Task statement: Repeat the lines below exactly as they appear, but leave out the images.

Stored data:

►

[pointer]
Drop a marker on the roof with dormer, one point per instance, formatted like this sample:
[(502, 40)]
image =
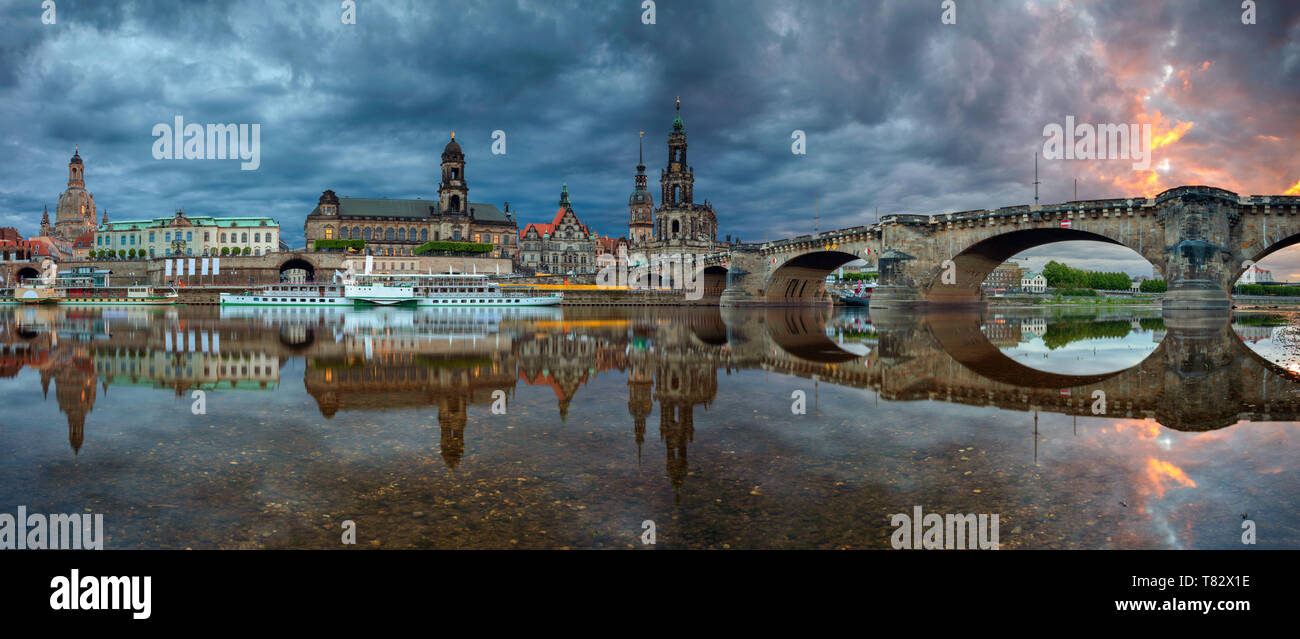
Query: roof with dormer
[(407, 209)]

◄

Your response:
[pointer]
Drop a marker on the roof with dormer, one point per instance, formatted like this sample:
[(502, 40)]
image =
Query: roof with dormer
[(407, 209)]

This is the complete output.